* begin EXERCISE INPUTS *

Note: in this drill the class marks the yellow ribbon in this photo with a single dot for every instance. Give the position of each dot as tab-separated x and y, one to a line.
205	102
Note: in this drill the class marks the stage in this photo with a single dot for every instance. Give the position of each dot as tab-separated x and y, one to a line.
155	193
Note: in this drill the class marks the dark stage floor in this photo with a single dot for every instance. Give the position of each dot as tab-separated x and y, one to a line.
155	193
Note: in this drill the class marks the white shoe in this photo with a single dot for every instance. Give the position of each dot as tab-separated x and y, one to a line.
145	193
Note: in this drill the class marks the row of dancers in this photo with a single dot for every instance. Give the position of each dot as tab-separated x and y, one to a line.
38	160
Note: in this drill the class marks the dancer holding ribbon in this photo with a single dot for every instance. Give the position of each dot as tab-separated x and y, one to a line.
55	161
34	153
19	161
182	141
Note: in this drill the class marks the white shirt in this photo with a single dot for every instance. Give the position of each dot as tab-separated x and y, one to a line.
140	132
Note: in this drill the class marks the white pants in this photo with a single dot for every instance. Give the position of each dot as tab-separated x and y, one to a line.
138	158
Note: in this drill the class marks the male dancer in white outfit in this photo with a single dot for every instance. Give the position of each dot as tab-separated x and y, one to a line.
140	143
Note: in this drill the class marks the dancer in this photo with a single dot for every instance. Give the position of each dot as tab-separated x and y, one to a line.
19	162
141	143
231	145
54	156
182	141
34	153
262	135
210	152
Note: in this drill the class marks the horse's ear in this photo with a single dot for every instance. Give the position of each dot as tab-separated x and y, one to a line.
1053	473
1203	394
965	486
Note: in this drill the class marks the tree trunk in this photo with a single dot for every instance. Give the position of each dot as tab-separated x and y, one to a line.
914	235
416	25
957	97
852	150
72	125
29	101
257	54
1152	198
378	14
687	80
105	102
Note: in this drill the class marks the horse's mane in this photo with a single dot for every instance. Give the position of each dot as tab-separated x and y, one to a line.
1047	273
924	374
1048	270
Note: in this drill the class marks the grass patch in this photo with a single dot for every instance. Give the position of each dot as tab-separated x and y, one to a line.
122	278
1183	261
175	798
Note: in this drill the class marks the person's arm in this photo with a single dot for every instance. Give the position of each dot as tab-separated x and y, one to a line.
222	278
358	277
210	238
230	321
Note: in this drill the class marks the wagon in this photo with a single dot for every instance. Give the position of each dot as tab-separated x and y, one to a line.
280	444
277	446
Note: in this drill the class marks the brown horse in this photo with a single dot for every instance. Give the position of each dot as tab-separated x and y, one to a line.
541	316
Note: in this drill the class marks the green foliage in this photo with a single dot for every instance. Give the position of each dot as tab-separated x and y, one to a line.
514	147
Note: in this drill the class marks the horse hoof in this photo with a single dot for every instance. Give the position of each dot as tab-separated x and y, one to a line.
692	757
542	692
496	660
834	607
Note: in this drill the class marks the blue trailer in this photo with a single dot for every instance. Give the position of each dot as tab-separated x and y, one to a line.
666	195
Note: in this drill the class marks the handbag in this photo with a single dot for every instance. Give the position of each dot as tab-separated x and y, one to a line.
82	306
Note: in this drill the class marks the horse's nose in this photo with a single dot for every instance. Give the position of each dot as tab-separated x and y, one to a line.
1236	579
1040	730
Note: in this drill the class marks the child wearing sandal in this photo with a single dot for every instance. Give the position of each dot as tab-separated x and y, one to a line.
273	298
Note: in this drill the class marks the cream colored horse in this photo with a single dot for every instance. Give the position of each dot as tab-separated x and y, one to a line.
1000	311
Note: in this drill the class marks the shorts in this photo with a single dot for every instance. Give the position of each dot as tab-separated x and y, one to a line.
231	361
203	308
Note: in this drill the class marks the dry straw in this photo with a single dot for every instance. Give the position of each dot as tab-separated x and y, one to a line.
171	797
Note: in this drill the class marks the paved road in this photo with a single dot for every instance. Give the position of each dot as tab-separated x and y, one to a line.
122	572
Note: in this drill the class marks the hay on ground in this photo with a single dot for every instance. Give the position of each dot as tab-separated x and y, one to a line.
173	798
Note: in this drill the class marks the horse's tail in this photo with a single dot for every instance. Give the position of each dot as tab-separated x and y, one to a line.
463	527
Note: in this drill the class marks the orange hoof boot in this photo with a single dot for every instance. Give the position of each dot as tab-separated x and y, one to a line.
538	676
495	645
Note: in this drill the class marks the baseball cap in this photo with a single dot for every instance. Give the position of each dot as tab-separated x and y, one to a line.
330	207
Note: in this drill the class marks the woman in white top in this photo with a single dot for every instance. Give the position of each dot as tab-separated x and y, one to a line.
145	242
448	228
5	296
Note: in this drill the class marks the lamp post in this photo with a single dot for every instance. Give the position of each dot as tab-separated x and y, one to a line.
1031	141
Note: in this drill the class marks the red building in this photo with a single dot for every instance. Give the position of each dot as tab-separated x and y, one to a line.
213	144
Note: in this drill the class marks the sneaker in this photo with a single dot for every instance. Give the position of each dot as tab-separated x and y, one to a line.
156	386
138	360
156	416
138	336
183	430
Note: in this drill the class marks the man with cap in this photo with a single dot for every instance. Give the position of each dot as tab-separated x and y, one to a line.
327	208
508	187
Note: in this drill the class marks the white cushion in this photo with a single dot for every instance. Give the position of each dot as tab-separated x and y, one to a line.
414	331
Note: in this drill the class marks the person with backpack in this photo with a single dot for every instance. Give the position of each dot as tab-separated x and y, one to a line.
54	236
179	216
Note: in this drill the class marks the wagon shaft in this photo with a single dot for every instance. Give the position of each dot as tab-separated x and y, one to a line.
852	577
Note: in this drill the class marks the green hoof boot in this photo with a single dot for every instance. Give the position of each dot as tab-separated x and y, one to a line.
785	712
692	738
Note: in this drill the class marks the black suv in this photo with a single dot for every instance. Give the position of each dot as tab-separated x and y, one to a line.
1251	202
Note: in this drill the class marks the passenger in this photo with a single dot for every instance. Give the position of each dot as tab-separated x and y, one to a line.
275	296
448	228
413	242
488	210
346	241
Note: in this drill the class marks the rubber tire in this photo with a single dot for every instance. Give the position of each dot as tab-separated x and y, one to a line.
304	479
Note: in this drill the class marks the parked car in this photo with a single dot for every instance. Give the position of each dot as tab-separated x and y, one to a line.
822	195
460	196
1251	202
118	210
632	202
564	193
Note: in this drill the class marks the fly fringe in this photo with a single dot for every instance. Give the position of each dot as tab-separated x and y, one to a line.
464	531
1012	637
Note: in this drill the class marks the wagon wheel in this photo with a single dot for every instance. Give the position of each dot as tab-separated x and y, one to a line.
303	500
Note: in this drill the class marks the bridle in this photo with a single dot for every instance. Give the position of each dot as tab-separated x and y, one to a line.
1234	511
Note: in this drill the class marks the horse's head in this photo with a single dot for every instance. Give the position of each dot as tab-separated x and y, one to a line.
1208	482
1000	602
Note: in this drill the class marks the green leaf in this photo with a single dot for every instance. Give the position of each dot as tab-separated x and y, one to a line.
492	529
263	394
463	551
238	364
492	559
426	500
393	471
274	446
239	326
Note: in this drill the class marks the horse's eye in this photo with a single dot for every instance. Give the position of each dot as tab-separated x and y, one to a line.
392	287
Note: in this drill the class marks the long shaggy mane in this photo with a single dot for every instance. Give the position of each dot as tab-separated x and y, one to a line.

* end EXERCISE INPUTS *

** EXERCISE OBJECTIVE **
Write out the full set of records exactly as given.

** TASK OUTPUT **
Note: in this drill the class marks the yellow ribbon in this photo with a single dot for every instance. Give the position of each dot as tab-separated x and y, one to a line.
205	102
Note: in this drill the class marks the stage in this photo with a single dot for every instance. Give the position of each dot as tab-separated x and y, one to a line.
155	193
Note: in this drill the class marks the dark stage floor in this photo with a single dot for every instance. Give the position of each dot as tab-separated x and y, one to a line.
155	193
Note: in this drill the class marks the white shoe in this photo with a single dot for every instance. Give the position of each dot as tab-separated x and y, one to a line.
145	193
Note: in this drill the class marks the row of dancers in this photo with a single dot for every instance. Give the position of each dot as tab-separated x and y, one to a line.
38	160
Note: in this drill the class marks the dancer holding ribbon in this photo with a single dot for every instance. Give the position of each dot as tab-separated x and y, one to a line.
55	161
34	153
19	161
182	141
Note: in this drill the class marks the white shirt in this photo with a single dot for every instance. Give the position of each dot as tab-separated x and y, one to a line.
140	132
Note: in this drill the class marks the white pants in this photo with a single dot for every instance. Give the position of each dot as tab-separated x and y, one to a line.
138	158
Note: in this drill the class marks the male dancer in white outfit in this photo with a single dot for every instance. Give the position of each dot as tab-separated x and y, one to a line.
140	143
Note: in this drill the class marks the dancer in this photo with a single dot for every instance. Give the position of each dot as tab-separated x and y, one to a line.
19	162
141	143
231	145
54	156
182	141
34	153
262	135
210	152
Note: in this drill the class marks the horse's ear in this photo with a single dot for every instance. Give the position of each dot as tab-separated x and y, one to a line.
1053	473
1203	394
965	486
Note: in this drill the class marks the tree trunk in this photo with a single dot for every instance. Give the position of each dot as tab-separated x and y, one to a line.
914	235
416	25
957	97
852	150
72	125
29	101
257	54
1152	198
378	14
687	80
105	102
Note: in this drill the class marks the horse's mane in this photo with a single dot for every instance. Give the position of each dot as tab-separated x and y, one to a line.
1047	273
924	374
1048	270
Note: in this drill the class marks the grass patch in this photo with a single dot for every instance. Give the position of each dot as tab-separated x and y, one to a line.
122	278
1183	261
175	798
Note: in this drill the class marks the person's arm in this photo with a single dot for every instance. Give the position of each dot as tab-separated x and y, one to a line.
222	278
358	277
210	238
230	321
Note: in this drill the class marks the wagon in this photo with a single dot for every instance. Give the position of each dot as tab-separated x and y, one to a line.
280	444
277	446
Note: in this drill the class marks the brown horse in this photo with a single dot for every instance. Give the position of each dot as tab-separated x and y, one to a line.
541	316
Note: in this drill the class marks the green foliage in this photo with a single dot for every instance. Give the position of each dot as tab-separated x and y, one to a line.
514	147
Note: in this drill the class marks the horse hoof in this photo with a single dot for every instance. Give the position of each dot as tab-separated x and y, one to a line.
692	757
542	692
496	660
834	607
Note: in this drill the class marks the blue trailer in this photo with a single dot for every instance. Give the position of each dot as tab-separated x and y, one to a line.
666	195
Note: in this drill the class marks the handbag in this photo with a single dot for every instance. Give the position of each dot as tab-separated x and y, one to a line.
82	306
Note: in this drill the class marks the horse's nose in this photo with a single dot for every instance. Give the position of each dot as tab-separated x and y, one to a line.
1236	579
1040	730
Note: in this drill the class marks the child wearing sandal in this photo with a single dot for every instance. Give the position of each dot as tab-separated x and y, one to a line.
273	298
Note: in this drill the class marks the cream colored horse in this photo with a single dot for every instance. Give the position of each dot as tab-separated x and y, one to a line.
1000	311
Note: in this drill the class marks the shorts in this photo with a single dot for every instance. Give the position of each dot as tab-separated x and y, one to a line.
231	361
203	308
Note: in this drill the class marks the dry straw in this photo with a single dot for every instance. Give the position of each dot as tab-separated x and y, one to a line.
171	797
Note: in this drill the class marks the paved road in this photo with a single dot for every instance. Give the position of each dot as tab-separated x and y, one to a line.
122	572
Note: in this drill the class marks the hay on ground in this photo with a single dot for every instance. Give the position of each dot as tab-separated x and y, one to a line.
173	798
Note: in this drill the class marks the horse's tail in this photo with a single dot for every instance. Give the position of each dot as tab-separated x and y, one to a line.
463	527
Note: in this drill the class marks the orange hoof boot in this photo with a single dot for every instance. Give the position of each dot as tab-separated x and y, one to a line.
538	676
495	645
Note: in this drill the class marks the baseball cap in this photo with a single dot for every instance. Give the position of each dot as tab-separated x and y, one to a line.
330	207
Note: in this drill the class marks the woman in white top in this photo with a single dot for every instance. Give the position of each dot as tab-separated x and y, one to a line.
145	242
448	228
5	296
Note: in this drill the class marks the lamp post in this photo with a single dot for every instance. Give the position of each dot as tab-separated x and y, one to a line.
1031	141
Note: in this drill the class marks the red building in this photo with a single dot for every instance. Give the position of each dot as tab-separated x and y, one to a line.
213	144
Note: in this drill the class marks the sneaker in this photo with a single dot for every instance. Give the position of each dot as tab-separated x and y, one to a line.
156	386
138	360
156	416
138	336
183	430
Note: in this drill the class marks the man with cap in this photo with a single dot for every instance. Give the position of each dot as tab-separated x and y, one to a line.
327	208
508	187
Note: in this drill the class marks the white cushion in this photo with a single dot for every instance. Give the position of each dot as tab-separated x and y, one to a line.
414	331
Note: in this drill the class marks the person with backpack in this photo with a single dot for every instance. Give the position of each dot as tab-separated x and y, one to a line.
54	236
179	216
Note: in this drill the class marks the wagon shaft in this photo with a single dot for every instance. Give the position of each dot as tab-separated x and y, one to a line.
852	577
Note: in this drill the class marks the green hoof boot in this photo with a single dot for every instance. Give the position of each dot as tab-separated x and y, one to a line.
785	712
692	738
Note: in this drill the class marks the black suv in this photo with a single dot for every instance. Give the position of each dot as tab-separated x and y, one to a line.
1251	202
Note: in this drill the class marks the passenger in this photo with a single dot for every instance. Give the position of each dot as tab-separated x and y, one to a line.
275	296
448	228
413	242
488	210
346	241
Note: in this drill the class marks the rubber tire in this photo with a single dot for every instance. Give the position of each dot as tab-separated x and y, one to a line.
304	479
Note: in this drill the class marks the parked car in this photo with a single dot for every instance. Give the position of each dot as tab-separated x and y, one to a line.
822	195
460	196
1251	202
118	210
632	202
564	193
Note: in this drill the class marks the fly fringe in this photo with a single dot for every instance. Give the position of each dot as tab-separated x and y, one to a line.
464	531
1012	637
Note: in this drill the class marks the wagon wheel in this photo with a single dot for every instance. Give the position of each dot as tab-separated x and y, one to a line.
303	500
Note: in this drill the class marks the bridle in this photo with a single dot for every instance. Give the position of each dot as tab-separated x and y, one to a line.
1234	511
Note: in this drill the class marks the horse's head in this photo with a single dot for every instance. Give the position of each dot as tab-separated x and y, one to a line.
1208	482
1000	602
Note: in this drill the class marks the green leaf in this photo with a single dot for every instance. Give the position of each dot as tab-separated x and y, one to a line.
492	529
263	394
463	551
238	364
492	559
426	500
393	471
274	446
239	326
Note: in this drill the class marks the horse's eye in this photo with a single dot for every instance. Give the position of each dot as tab-separated x and y, one to a line.
392	287
Note: in this drill the class marks the long shaggy mane in this photo with a single dot for every instance. Give the position of each dot as tab-separated x and y, one to a line.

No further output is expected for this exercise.